* [Work to do] As a JSON list of strings, one per line and skipping blank lines, write out everything from the line that contains "segment: clear sky" down to the end of the records, both ends included.

* [Records provided]

......

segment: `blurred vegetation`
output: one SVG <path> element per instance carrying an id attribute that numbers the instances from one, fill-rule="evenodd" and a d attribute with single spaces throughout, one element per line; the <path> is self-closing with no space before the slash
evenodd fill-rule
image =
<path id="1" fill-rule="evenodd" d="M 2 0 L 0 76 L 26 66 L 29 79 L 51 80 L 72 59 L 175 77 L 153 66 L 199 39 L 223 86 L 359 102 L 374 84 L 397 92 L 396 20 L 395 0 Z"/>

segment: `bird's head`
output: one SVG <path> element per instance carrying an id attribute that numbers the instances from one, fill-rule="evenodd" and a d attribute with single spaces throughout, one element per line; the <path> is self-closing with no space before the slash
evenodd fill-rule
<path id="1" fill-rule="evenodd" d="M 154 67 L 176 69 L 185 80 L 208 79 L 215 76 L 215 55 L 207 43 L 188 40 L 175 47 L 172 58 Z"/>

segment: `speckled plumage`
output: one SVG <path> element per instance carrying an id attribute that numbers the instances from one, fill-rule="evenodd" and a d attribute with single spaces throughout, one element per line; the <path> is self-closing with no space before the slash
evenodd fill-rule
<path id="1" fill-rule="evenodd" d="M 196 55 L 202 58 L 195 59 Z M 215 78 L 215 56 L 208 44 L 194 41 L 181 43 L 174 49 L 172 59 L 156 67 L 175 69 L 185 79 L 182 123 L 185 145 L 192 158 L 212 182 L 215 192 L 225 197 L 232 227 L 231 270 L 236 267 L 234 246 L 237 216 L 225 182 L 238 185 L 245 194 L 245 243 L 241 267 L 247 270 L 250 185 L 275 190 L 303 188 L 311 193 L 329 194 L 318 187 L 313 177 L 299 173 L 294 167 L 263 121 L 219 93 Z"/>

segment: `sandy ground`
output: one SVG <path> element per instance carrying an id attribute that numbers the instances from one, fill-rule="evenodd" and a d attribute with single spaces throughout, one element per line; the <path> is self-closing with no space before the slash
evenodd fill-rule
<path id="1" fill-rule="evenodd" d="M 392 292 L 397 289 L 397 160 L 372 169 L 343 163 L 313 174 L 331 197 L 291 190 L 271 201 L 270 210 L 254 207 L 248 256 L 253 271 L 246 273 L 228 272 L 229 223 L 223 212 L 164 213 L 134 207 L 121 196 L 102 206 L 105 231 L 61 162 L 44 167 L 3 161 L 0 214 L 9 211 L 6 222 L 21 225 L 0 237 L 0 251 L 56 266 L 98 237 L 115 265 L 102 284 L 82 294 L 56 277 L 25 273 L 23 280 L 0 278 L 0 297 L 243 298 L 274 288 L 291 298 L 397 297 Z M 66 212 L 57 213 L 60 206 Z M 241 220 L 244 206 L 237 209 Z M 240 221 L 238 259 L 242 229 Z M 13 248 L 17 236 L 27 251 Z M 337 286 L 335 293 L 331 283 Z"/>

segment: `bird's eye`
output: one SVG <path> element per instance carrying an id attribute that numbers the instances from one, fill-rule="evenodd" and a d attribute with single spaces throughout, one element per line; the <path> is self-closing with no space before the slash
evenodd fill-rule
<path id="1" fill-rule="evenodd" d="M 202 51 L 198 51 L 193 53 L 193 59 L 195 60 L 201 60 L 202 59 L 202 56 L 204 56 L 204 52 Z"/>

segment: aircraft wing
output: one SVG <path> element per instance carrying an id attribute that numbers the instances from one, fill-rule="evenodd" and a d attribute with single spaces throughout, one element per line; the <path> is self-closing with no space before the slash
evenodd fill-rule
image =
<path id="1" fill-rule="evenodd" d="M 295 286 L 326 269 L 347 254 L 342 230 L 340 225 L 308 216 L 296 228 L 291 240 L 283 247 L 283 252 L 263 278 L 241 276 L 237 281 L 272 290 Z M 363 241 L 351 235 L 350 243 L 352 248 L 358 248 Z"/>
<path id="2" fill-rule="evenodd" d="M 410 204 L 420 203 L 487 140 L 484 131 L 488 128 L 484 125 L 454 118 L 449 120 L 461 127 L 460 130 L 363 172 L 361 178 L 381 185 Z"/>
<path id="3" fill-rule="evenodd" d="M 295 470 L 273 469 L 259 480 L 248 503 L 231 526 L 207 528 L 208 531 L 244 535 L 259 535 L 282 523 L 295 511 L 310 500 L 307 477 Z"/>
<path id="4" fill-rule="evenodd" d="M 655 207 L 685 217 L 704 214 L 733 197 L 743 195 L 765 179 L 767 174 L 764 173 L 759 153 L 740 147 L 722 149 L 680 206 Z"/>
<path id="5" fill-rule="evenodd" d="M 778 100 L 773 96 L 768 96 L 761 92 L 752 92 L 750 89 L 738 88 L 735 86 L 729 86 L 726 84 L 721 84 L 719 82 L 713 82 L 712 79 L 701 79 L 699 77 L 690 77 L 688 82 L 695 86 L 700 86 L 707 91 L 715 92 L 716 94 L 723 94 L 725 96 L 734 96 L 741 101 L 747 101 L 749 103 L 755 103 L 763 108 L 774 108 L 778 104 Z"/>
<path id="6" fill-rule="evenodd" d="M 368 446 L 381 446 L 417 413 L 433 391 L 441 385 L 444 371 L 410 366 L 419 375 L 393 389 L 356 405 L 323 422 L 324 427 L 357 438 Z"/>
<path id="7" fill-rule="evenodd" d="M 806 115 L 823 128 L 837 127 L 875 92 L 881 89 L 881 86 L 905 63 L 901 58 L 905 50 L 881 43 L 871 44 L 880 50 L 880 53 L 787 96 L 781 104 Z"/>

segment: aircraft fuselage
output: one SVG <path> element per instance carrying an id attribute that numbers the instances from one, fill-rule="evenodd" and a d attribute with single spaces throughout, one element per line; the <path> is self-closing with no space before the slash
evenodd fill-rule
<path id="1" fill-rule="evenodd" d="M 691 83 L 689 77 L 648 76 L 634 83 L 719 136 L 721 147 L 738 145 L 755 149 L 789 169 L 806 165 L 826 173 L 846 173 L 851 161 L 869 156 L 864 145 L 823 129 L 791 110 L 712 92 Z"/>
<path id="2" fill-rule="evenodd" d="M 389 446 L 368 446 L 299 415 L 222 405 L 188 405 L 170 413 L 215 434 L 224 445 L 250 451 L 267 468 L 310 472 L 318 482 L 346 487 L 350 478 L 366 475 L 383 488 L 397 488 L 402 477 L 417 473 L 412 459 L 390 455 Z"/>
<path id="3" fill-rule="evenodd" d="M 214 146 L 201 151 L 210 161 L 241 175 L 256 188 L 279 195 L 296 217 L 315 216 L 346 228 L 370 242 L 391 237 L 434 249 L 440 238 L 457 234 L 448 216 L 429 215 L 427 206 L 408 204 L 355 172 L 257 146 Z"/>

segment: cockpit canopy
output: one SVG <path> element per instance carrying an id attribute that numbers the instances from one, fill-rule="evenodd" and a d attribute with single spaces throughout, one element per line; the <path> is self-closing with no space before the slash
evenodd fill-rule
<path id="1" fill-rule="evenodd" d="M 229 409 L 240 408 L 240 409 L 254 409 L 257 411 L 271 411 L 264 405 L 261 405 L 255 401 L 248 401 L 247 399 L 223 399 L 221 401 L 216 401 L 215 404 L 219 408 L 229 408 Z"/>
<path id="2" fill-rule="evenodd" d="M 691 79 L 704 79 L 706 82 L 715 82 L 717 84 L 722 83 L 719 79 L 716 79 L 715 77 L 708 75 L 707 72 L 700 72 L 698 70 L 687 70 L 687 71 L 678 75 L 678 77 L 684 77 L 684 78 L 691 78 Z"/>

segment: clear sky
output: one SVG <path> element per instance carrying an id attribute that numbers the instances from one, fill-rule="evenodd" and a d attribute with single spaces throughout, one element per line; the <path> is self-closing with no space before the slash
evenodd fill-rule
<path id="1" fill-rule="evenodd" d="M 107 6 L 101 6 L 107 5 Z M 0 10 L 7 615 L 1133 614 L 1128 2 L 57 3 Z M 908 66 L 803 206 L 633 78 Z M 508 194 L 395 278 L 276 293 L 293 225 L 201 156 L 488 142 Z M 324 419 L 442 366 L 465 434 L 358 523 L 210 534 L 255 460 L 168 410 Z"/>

......

* [Completed task]
[
  "segment: clear sky",
  "output: one SVG <path> element per instance carrying an id attribute that numbers the instances from one, fill-rule=\"evenodd\" and a d attribute with single spaces throughout, one element per line; the <path> is self-closing with no space before the slash",
  "evenodd fill-rule",
  "<path id=\"1\" fill-rule=\"evenodd\" d=\"M 107 6 L 101 6 L 107 5 Z M 0 10 L 7 615 L 1133 614 L 1128 2 L 57 3 Z M 908 66 L 803 206 L 633 78 Z M 508 194 L 395 278 L 276 293 L 293 225 L 201 156 L 488 142 Z M 324 419 L 442 366 L 465 434 L 358 523 L 210 534 L 255 460 L 168 410 Z\"/>"
]